作業指示:
A - 記録の中から、文字列「trim」を含む行をすべて集め、一字も変えずに書き写すこと。大文字と小文字は区別する。
B - 下に示す広告・マーケティング分析コンテストの結果報告を、最後の文に続けて書き進めること。

抜粋本文:
----
今回のコンテストでは、これらの課題について、NRIが分析用のデータを提供し、「転換期のマーケティング」をテーマに、企業の広告やマーケティング活動に役立つ研究成果を募集しました。
ハイレベルな作品の中から、仮説設定や分析のアプローチに特徴のある4作品を選定
今年度のエントリー(参加登録)数
3
は195件、応募作品数は101件に上ります。企業が単独で行う広告・マーケティング領域でのコンテストとしては、国内で最大級の応募件数です。2022年11月の予備審査を経て、12月20日に審査員6人による本審査を実施し、「仮説設定や着眼点がユニーク」「分析結果に対する考察が優れている」「分析手法のフローと論文の完成度が丁寧」などの観点から、多面的に議論した上で各賞を決定しました。全体のレベルが高まっているため、差をつけ難い作品が非常に多い中で、最終的に4作品を選定しました。
阿部周造審査員長(横浜国立大学名誉教授)は、「データ分析に慣れた学生が増えてきて、高度な分析を行っている論文も多く見受けられた。本年は、分析結果の整理のみでなく、研究目的を果たせたか、結果から読み取った考察がされていたかが評価ポイントとなった」と総括しました。
入賞作品ならびに受賞者と、各作品の評価ポイントは、下記のとおりです。
最優秀賞
「視聴覚的なテンポを考慮したテレビCMの広告効果分析」
早稲田大学 社会科学部 上村 春佳
(審査員コメント)
「カットの切り替わる回数、使用楽曲のテンポ、発話速度などテンポに関する CMの特徴と広告効果との関連をみるという視点が面白い」
「視覚的なテンポと聴覚的なテンポの効果を捉えるべく、消費者特性別に精緻な分析を行っている」
優秀賞
「アーリーアダプターを多く取り込むのに効果的な広告の形」
中京大学 総合政策学部 山田 凌大
(審査員コメント)
「アーリーアダプターを採用時期ではなく、心理的特性から導出し、選好されやすいTV広告の内容を分析している点は興味深い」
----
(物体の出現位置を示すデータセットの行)
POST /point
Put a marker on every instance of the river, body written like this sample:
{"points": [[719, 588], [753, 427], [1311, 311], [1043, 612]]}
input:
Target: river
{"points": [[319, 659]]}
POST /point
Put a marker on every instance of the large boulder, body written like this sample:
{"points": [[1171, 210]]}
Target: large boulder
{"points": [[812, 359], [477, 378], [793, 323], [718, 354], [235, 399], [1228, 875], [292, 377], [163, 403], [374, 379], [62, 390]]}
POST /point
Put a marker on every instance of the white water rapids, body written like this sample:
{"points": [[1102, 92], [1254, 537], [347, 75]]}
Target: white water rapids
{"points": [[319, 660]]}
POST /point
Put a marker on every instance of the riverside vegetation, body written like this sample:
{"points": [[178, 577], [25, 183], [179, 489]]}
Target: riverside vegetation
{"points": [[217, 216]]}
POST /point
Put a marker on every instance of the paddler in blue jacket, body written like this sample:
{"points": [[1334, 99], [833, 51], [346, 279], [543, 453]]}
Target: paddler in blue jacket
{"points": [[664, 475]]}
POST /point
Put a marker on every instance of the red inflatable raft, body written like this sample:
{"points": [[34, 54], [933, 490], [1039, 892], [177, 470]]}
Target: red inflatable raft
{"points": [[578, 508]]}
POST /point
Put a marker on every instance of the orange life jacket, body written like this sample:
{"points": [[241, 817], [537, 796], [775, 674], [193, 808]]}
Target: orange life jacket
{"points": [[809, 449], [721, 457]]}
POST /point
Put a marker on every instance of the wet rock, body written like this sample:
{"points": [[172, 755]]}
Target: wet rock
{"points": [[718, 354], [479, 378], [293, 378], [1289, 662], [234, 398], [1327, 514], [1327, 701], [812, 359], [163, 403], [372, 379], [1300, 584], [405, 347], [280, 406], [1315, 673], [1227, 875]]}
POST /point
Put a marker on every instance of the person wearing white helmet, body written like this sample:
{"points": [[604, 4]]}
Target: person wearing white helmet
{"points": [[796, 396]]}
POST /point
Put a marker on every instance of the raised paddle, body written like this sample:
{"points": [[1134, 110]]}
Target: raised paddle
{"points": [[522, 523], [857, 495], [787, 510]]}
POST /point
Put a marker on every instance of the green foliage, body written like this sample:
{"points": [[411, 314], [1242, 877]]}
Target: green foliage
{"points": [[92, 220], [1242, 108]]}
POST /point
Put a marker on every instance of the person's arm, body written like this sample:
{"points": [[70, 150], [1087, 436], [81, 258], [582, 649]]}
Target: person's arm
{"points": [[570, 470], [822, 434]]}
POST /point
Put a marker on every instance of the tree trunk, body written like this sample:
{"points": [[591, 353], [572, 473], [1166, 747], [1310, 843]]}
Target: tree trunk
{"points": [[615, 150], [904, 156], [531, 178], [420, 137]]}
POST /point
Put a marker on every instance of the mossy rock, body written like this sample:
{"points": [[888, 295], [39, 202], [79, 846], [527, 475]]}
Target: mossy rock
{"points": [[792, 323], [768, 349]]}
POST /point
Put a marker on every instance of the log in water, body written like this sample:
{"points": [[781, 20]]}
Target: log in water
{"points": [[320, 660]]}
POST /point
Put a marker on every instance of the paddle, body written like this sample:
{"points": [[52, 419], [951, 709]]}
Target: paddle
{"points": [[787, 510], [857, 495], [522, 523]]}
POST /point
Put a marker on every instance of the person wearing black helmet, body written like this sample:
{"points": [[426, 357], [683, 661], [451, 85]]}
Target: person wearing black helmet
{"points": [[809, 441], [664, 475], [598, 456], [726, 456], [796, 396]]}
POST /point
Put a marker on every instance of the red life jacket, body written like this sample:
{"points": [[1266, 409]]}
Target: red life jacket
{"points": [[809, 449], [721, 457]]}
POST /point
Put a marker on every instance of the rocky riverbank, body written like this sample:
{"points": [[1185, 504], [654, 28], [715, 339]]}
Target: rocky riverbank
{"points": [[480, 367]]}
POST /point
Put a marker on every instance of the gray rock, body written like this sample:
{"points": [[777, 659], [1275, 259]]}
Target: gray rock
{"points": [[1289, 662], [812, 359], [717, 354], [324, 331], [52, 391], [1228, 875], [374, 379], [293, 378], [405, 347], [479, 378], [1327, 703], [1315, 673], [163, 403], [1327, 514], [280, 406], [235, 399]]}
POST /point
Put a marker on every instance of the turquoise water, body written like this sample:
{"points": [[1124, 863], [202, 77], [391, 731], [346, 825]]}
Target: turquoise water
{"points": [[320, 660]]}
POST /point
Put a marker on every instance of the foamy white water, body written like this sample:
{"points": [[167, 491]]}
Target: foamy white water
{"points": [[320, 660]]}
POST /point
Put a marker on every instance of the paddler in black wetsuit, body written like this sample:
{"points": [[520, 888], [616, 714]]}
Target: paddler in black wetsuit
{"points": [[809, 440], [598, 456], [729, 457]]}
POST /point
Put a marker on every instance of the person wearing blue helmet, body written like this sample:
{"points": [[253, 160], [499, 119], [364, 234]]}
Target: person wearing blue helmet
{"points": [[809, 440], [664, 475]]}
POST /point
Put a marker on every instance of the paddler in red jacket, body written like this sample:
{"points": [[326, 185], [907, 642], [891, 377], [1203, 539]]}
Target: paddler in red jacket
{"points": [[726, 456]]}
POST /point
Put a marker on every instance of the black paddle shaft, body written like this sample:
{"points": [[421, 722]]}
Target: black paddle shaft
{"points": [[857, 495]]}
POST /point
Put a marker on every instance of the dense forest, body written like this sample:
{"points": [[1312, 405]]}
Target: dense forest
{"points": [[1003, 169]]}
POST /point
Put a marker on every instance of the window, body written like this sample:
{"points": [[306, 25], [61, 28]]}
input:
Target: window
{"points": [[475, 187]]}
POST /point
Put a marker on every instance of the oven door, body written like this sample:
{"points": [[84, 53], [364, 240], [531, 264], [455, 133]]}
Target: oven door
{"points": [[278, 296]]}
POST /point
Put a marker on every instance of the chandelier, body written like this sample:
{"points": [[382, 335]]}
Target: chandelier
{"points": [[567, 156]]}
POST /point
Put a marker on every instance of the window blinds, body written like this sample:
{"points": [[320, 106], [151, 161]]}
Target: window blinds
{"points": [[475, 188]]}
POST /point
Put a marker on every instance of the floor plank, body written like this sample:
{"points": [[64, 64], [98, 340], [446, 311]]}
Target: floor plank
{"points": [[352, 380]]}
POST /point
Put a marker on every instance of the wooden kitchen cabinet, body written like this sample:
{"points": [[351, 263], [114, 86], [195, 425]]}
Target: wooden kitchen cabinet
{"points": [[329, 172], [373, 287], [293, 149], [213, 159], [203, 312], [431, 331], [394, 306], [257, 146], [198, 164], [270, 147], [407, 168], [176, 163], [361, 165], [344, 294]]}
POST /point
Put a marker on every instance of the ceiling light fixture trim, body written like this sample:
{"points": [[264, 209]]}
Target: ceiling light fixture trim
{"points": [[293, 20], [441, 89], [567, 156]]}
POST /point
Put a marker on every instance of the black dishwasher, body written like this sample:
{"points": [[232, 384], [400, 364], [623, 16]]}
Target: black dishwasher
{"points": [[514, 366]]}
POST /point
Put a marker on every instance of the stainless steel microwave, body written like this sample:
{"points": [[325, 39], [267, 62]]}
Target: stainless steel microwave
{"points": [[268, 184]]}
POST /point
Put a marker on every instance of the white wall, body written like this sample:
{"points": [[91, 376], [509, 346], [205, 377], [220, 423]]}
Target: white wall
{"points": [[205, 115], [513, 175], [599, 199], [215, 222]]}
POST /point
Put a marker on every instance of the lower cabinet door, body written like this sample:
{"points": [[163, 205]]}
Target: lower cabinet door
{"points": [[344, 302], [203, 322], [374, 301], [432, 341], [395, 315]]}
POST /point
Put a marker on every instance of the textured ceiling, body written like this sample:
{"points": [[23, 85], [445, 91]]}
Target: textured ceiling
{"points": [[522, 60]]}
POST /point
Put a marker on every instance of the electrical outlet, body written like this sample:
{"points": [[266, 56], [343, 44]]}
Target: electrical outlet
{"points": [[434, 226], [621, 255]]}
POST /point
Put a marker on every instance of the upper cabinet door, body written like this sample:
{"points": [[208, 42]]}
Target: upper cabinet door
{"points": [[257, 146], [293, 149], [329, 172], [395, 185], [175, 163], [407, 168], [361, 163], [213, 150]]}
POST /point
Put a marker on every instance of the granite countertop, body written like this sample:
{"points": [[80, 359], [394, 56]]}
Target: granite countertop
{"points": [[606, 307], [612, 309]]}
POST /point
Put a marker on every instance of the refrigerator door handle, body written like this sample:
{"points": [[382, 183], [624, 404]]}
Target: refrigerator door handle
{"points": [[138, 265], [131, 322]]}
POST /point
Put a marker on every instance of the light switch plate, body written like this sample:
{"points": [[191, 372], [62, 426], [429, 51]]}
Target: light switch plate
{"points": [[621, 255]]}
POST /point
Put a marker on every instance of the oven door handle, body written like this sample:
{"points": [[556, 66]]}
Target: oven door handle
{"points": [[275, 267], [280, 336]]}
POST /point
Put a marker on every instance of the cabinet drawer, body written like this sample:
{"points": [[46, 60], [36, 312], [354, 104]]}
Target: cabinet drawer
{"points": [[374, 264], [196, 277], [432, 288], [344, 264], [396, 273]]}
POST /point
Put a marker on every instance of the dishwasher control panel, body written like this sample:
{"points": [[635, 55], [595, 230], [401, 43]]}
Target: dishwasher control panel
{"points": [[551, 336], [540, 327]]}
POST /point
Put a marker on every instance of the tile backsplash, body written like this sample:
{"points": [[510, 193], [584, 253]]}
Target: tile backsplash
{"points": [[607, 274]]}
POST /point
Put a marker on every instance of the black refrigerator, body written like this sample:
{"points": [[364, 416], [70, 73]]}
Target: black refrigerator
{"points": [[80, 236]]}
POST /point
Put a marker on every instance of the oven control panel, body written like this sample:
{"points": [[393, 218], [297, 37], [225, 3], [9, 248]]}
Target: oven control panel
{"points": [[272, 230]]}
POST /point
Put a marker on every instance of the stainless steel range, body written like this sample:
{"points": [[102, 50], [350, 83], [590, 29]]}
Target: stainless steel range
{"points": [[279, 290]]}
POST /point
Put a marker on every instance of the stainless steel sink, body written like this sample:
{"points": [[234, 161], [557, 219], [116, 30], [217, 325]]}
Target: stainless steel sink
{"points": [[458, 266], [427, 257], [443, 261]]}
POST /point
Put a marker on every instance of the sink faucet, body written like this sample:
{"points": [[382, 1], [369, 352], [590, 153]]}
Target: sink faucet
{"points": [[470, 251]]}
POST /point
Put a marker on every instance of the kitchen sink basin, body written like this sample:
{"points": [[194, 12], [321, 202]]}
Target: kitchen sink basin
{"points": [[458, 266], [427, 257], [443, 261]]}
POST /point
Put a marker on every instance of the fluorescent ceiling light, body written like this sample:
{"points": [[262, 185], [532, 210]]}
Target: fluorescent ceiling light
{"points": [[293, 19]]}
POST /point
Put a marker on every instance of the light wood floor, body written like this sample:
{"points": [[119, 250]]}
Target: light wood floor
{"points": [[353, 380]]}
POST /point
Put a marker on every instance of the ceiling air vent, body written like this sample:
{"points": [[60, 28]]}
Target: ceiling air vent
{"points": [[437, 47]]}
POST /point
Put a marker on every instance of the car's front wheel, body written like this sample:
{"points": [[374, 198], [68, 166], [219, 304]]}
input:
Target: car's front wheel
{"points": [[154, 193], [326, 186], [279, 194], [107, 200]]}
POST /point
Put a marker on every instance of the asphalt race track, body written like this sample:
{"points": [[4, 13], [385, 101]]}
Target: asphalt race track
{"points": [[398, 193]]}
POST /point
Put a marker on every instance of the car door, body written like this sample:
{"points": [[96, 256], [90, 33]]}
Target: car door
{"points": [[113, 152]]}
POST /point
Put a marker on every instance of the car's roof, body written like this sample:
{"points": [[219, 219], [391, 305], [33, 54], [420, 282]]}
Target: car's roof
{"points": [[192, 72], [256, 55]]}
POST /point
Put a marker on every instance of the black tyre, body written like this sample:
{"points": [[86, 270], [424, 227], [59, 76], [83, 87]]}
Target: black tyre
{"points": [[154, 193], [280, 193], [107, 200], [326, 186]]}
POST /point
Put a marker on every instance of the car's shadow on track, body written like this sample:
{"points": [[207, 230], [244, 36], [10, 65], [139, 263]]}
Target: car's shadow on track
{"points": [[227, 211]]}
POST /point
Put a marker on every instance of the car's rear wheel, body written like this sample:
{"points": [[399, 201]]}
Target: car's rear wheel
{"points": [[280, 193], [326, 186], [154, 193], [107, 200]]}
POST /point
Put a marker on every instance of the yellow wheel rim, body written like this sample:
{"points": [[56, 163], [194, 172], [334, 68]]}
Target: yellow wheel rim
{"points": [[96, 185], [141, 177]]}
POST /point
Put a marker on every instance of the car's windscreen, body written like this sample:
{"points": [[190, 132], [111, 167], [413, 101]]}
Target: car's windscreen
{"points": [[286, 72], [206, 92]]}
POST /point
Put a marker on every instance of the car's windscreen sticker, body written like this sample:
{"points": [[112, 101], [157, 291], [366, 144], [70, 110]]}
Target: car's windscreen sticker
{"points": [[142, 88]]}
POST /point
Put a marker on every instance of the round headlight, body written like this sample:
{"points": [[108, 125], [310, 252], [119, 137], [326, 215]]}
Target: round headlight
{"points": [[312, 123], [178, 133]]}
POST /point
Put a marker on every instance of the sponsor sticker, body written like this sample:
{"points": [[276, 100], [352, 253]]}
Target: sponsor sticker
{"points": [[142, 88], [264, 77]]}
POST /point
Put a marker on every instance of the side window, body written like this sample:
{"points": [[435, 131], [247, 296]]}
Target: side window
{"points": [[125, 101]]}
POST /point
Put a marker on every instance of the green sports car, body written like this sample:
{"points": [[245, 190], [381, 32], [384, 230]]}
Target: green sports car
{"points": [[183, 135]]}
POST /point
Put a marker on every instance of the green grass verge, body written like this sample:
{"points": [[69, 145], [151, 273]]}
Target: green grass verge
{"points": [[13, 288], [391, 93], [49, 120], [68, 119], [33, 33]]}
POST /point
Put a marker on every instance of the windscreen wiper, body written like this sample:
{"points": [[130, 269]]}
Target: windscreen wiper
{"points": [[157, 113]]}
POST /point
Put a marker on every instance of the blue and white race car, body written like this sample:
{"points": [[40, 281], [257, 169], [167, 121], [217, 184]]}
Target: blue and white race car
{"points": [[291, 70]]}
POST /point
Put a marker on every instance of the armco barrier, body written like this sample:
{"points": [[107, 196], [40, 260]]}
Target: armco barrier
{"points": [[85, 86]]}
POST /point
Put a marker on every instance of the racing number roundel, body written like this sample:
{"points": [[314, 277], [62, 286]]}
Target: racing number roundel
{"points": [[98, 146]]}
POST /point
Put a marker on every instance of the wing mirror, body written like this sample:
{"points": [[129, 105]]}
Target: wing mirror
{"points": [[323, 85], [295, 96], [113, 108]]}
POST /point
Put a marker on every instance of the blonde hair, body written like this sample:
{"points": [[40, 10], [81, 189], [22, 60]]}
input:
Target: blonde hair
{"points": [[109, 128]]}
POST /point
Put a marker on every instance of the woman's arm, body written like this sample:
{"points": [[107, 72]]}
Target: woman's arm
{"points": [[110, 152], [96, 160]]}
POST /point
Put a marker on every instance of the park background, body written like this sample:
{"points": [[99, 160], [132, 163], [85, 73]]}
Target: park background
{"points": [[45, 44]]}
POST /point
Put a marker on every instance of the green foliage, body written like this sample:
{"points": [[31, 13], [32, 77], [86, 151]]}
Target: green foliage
----
解答一覧:
A -
Put a marker on every instance of the ceiling light fixture trim, body written like this sample:
Target: ceiling light fixture trim

B -
「データの補正だけに傾向スコア法
4
を用いていて、あとはスタンダードな分析であることがよかった。アーリーアダプターの特性を考えたシンプル且つわかりやすい研究である」
佳作
「消費者属性を考慮したインターネット広告配信媒体の最適化~Netflixを事例として~」
上智大学 理工学部 薦田 怜奈
(審査員コメント)
「Netflixの利用意向に影響する変数を、消費者属性ごとに把握しており、実務的示唆が高い内容だと評価できる」
「研究背景が整理されており、補足資料にアルゴリズムまで付けられているので、汎用性の高い解像度で書かれていた研究である」
佳作
「SDGsビジネス促進のためのTVCM出稿戦略およびSNS活用施策」
慶應義塾大学 経済学部 前道 絢奈
(審査員コメント)
「きちんと文献を読んでSDGsのことを知ったうえで分析を行っているため、分析の流れ、最後の結論まできれいに書けている。用いる分析手法も複雑なものをただ行うだけではなく、硬軟使い分けていて適切である」
「テレビ視聴ジャンルから視聴者をk-means法
5
によりクラスタ化したり、通信キャリア会社のイメージ変化を目的変数にしているのが新鮮でよかった」
コンテストの詳細については、下記の専用サイトをご覧ください。
「Insight Signal マーケティング分析コンテスト2022」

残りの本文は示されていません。